The plain language of § 1447(d), however, exempts from this general rule appeals in cases removed pursuant to § 1442. The Receiver argues that, notwithstanding that Mount Vernon sought to remove this case pursuant to § 1442, the Court lacks jurisdiction to review the district court's remand order because appellate review is available only where there is a colorable or non-frivolous basis for removal under that statute. While we agree that a removing defendant cannot create appellate jurisdiction through mere citation to § 1442, and while we conclude that this case was not properly removed pursuant to that section, we do not believe this case presents the kind of bare or frivolous invocation that would require us to dismiss the appeal for lack of appellate jurisdiction. Accordingly, we proceed to consider whether this action was properly removed pursuant to § 1442.
The removing defendant bears the burden of demonstrating that removal of the action is proper.
When the removing defendant is not the United States, an agency of the United States, or a federal officer — and Mount Vernon concedes it is none of these things
In the instant case, Mount Vernon has failed to demonstrate that it was acting under the direction of a federal officer when it received Surplus Distributions from CCHP. To be sure, as a federal grant recipient, Mount Vernon is subject to a host of federal requirements and regulations pertaining to the health services it provides, and the manner in which it expends its funds. Relying on this body of federal regulation, Mount Vernon insists that "it was acting under the authority and auspices of [the Department of Health and Human Services] and consistently with a comprehensive statutory scheme intertwining the Medicaid and Section 330 programs" when it received Surplus Distributions from CCHP. Appellant's Br. at 16. It is well established, however, that "[r]emoval will not be proper where a private party establishes only that the acts complained of were performed under the `general auspices' of a federal officer."

*Given data*:
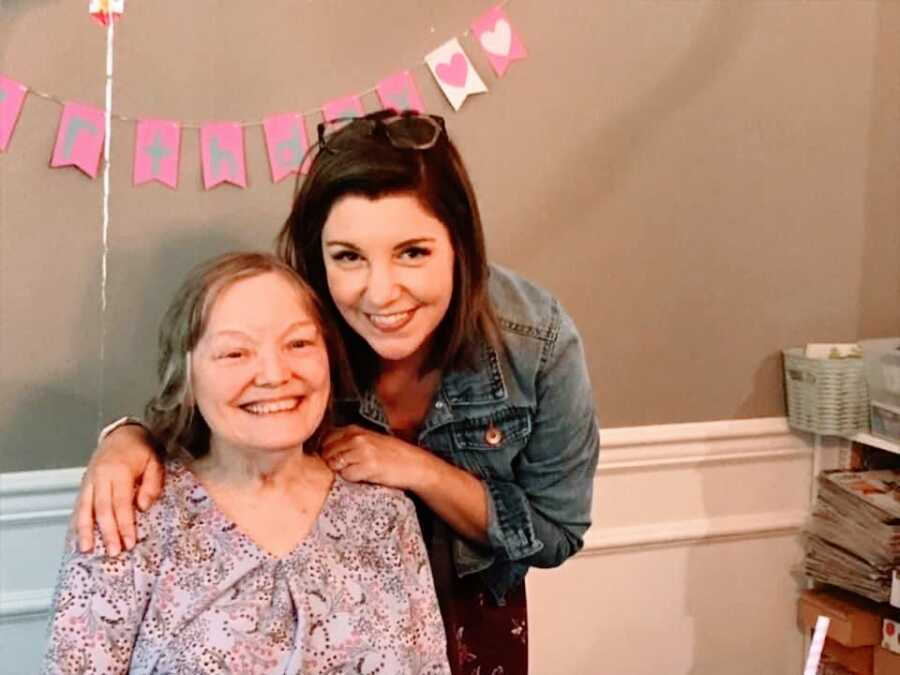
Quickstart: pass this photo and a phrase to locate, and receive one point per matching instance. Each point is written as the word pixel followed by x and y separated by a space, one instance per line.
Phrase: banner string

*What this task involves*: According to the court opinion excerpt above, who bears the burden of demonstrating that removal of an action is proper?

*Task output*: The removing defendant bears that burden.